**SELECTED EXTRACT**
The Brightness slider controls how dark the screen gets when it dims. If Sleeper was installed when your Mac was started up, moving the brightness slider will temporarily change the brightness of your screen to show you how it will look when Sleeper's screen saver is active. To avoid the brightness preview, you can option-click on the slider and enter a numerical value directly.
The Flash keyboard LEDs when attention is required checkbox is enabled if you have an extended keyboard that has the green LED lights on the right hand side. Usually, applications that need attention will flash an icon over the Apple or application menus in the menu bar. When the screen is dimmed, you won't be able to see this, so Sleeper provides the option of flashing the keyboard lights to let you know that something needs your attention.
The Don't wake up for mouse movement checkbox tells Sleeper not to undim the screen until a key or mouse button is pressed, rather than whenever the mouse is moved. This prevents your screen from undimming when the mouse is bumped.

**RAW DATA**
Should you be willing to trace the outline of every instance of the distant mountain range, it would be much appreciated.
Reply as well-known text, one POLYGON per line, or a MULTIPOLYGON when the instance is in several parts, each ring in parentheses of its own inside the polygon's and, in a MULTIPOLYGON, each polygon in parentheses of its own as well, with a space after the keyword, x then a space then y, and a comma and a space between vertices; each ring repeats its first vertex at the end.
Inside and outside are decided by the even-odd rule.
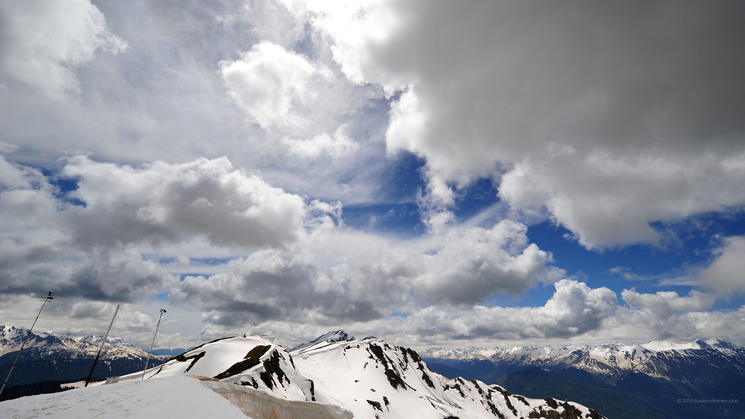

**THE TASK**
Can you give the passage on Sleeper's settings again, starting with "The Brightness slider controls" and going on through "numerical value directly.", switching every "slider" to "control"?

**TASK ANSWER**
The Brightness control controls how dark the screen gets when it dims. If Sleeper was installed when your Mac was started up, moving the brightness control will temporarily change the brightness of your screen to show you how it will look when Sleeper's screen saver is active. To avoid the brightness preview, you can option-click on the control and enter a numerical value directly.